▸ TEXTE À LIRE
Le secteur culturel doit-il changer en profondeur ses modes d'organisation ?


Les Ateliers des Nouvelles organisations dans la Culture de l'Observatoire des politiques culturelles font le point sur les changements organisationnels, les expériences coopératives et l'entrepreneuriat culturel. 

La culture traverse depuis 2008 une situation tendue : chute des emplois culturels (4,9 millions en 2008, 3,6 millions après la crise financière en Europe), érosion des budgets publics alloués à la culture, concurrence exacerbée. Les collectivités ont vu leurs moyens affaiblis (réforme fiscale et baisse des dotations de l'Etat) et la nouvelle génération d’élus se révèle moins acquise à la cause culturelle.

En outre, une vague de lois a vu le jour ces dernières années qui réorganisent le secteur culturel et ouvrent des fenêtres d'opportunités. Nouvelles régions, création des métropoles : ce changement d’échelle amènera-t-il un changement de politiques culturelles ? Par ailleurs, l’introduction des droits culturels dessine une nouvelle éthique de coopération.

C'est dans ce contexte instable qu’émergent d’autres formes de coopération et d’organisation. Le défi à relever est de taille pour le secteur culturel qui doit imaginer les termes d'une nouvelle écologie de la culture.

"Des notions comme celles de commun ou d'entrepreneuriat que l’on invoque aujourd’hui ne doivent pas seulement être brandies comme des mots magiques, il est nécessaire de les mettre au travail et d’organiser les controverses sur ces sujets".

Pour pérenniser une alternative durable aux seules logiques du marché, il est indispensable que le secteur culturel s'interroge sur ses propres contradictions : inégalités dans la répartition des ressources, fonctionnements économiques peu solidaires, écarts entre la générosité des discours et la réalité, problèmes de représentativité, etc.

Or, politique culturelle et changement ne font pas forcément bon ménage. Depuis 50 ans, l'empilement de nouvelles rubriques d’intervention culturelle s’est fait sans nécessairement beaucoup transformer l’existant. Dit autrement, il y a un impensé du changement dans les politiques culturelles dont l’évolution a emprunté une voie principalement cumulative. Or nous sommes depuis plusieurs années dans une situation de saturation qui nous pousse à fonctionner différemment.

"(...) il y a un impensé du changement dans les politiques culturelles dont l'évolution a emprunté une voie principalement cumulative".

▸ VOS CONSIGNES
Reprenez le texte sur les modes d'organisation du secteur culturel et poursuivez-le à la suite de sa dernière phrase.

▸ ENTRÉES DE DONNÉES

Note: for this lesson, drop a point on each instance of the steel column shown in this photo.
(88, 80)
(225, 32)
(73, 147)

---

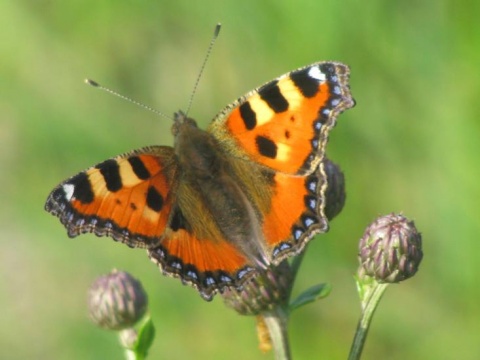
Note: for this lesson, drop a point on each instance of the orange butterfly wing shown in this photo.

---

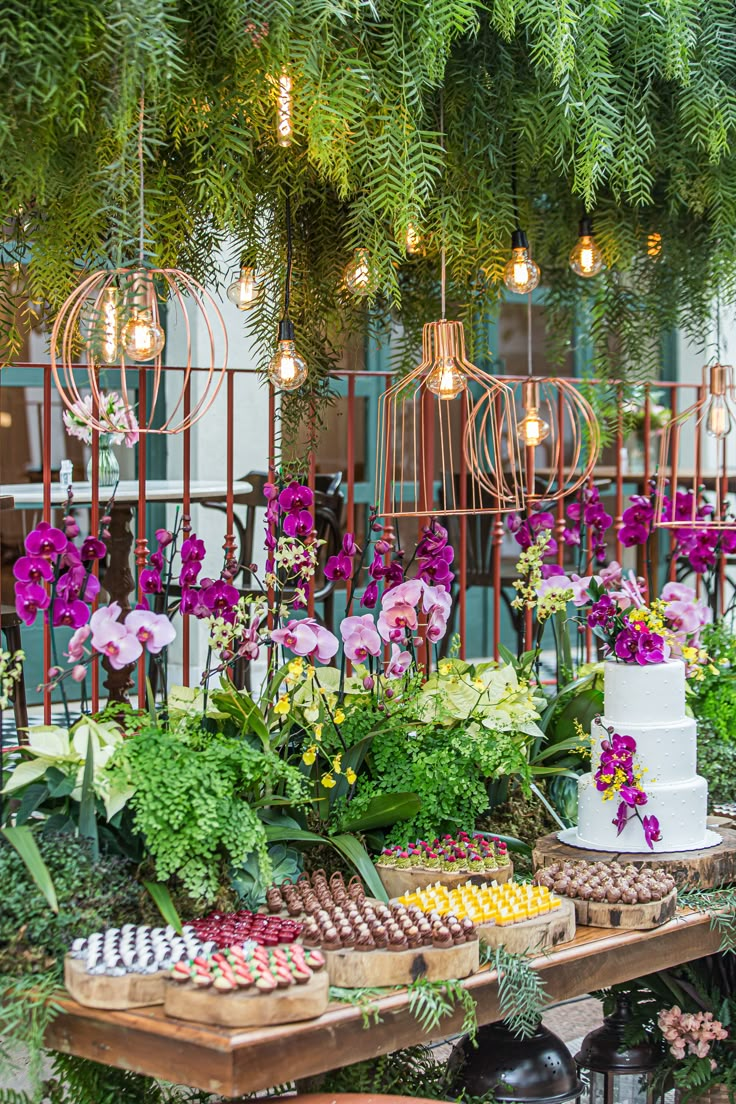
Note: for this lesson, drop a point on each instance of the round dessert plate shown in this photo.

▸ LA RÉPONSE
Comment s'adapter aux transformations tout en revendiquant une éthique de responsabilité collective, de solidarité et de coopération ? Pour l’Observatoire, l’enjeu est primordial afin de construire les écosystèmes culturels de demain. Les ateliers de l’OPC, organisés en partenariat avec la Chaire de recherche « RH et Innovations sociales dans le secteur culturel » d'Audencia, visent à faire le point sur les modèles économiques, managériaux et politiques qui permettraient aux acteurs culturels et aux collectivités publiques de relever ces défis dans un esprit d’intérêt collectif.

Paroles de stagiaires


"J'aimerais inventer d’autres systèmes que la fusion-absorption"

Quelles motivations animent la présence de ces 25 professionnels à une formation sur les nouveaux modes d'organisation ? Parmi les raisons énoncées : la baisse des budgets, le besoin de faire plus de coopératif et de mutualiser les ressources reviennent à plusieurs reprises. Certains évoquent la redéfinition d’une politique culturelle, des rapprochements de structures ou l’envie de créer une coopérative. Enfin la nécessité d’échanger, de découvrir d’autres expériences, récolter des billes et des idées, se faire un nouveau réseau comptent aussi dans leur présence ici.

"Comment accompagne-t-on le mouvement de réduction drastique des budgets culturels sans tuer tout le monde ?"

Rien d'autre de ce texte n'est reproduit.